__PASSAGE GIVEN__.
— Start —
An economic slowdown also gives wonderful excuses to smart businessmen to hide own mistakes and lobby for a government bailout. But the problem is that it can’t be a one-sided deal. It is a fact that automakers and realtors, two segments currently witnessing a major sales slump, made a killing when times were good. Hence, they can’t entirely play the victim card now only blaming the higher government taxes and a sluggish economy. They should be made answerable for reluctance to pare high prices even when markets show alarming signals. But, it appears that this situation is changing.
Recently, Maruti Suzuki India chairman RC Bhargava hinted at a price cut on cars in the approaching days. This is a good sign. A meaningful cut in prices from automakers can help draw the buyer back to showrooms. Automakers have made significant gains in the past two decades when the economy was on a fast-growing trajectory.
The carmakers made good money during the boom period by tapping into newer markets especially the entry-level hatchbacks targeting first-time car buyers. Prices have only gone up even for the entry-level cars over the years. Sales slump of this nature warrants automakers too think out of the box on the pricing front. If the carmakers show the willingness to cut prices by, say, 40 percent at least as a short-term measure, demand can be revived to an extent. Automakers also need to introspect on the quality of the product they offer to the Indian audience vis-à-vis customers in other advanced markets.
— End —
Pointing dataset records
— Start —
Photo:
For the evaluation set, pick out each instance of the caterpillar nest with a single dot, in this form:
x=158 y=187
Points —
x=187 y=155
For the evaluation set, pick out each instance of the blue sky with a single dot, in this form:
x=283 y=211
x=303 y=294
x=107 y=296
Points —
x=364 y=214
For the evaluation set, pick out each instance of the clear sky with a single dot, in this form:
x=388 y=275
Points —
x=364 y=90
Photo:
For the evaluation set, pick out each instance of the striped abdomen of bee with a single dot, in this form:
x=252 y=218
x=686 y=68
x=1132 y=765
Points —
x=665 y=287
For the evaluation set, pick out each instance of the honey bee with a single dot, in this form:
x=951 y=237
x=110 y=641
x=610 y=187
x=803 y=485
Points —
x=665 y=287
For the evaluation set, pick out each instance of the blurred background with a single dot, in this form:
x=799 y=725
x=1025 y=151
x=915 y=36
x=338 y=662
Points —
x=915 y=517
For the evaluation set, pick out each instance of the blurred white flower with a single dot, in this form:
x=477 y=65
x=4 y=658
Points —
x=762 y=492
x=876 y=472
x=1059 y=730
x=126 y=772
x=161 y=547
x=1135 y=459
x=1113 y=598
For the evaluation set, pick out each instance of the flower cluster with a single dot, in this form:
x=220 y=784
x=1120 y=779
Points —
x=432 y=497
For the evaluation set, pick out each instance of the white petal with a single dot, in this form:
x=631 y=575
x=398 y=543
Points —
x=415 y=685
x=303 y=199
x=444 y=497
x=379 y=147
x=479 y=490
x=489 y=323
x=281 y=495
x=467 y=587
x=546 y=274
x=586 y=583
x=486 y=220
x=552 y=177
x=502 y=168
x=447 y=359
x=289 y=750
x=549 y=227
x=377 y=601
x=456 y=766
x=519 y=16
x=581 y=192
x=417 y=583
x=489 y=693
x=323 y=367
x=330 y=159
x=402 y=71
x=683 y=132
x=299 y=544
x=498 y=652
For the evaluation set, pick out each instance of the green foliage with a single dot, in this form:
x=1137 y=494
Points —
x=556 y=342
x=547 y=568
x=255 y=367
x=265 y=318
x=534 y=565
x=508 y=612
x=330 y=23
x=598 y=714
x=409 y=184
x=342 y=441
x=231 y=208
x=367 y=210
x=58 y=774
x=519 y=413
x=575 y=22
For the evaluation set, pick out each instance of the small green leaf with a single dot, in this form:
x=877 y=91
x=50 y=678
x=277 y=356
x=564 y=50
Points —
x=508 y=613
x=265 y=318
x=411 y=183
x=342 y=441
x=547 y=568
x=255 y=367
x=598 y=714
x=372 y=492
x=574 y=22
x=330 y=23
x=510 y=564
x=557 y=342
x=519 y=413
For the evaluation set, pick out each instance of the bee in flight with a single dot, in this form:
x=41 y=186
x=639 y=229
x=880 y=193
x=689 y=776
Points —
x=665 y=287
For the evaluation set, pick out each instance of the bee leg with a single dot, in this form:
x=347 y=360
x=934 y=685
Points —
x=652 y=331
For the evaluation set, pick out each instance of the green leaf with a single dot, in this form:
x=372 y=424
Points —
— End —
__THE EXERCISE__.
Determine whether each statement agrees with the passage on car prices, answering yes or no and quoting the words of the passage that decide it: (a) The chairman of Maruti Suzuki India hinted that car prices would be cut. (b) Prices of entry-level cars have fallen over the years. (c) The passage proposes a 40 percent price cut as a permanent measure. The records can be set aside, since the tasks rely on the text alone.

__EXERCISE OUTPUT__.
(a) Yes: "Recently, Maruti Suzuki India chairman RC Bhargava hinted at a price cut on cars in the approaching days."
(b) No: "Prices have only gone up even for the entry-level cars over the years."
(c) No: "If the carmakers show the willingness to cut prices by, say, 40 percent at least as a short-term measure"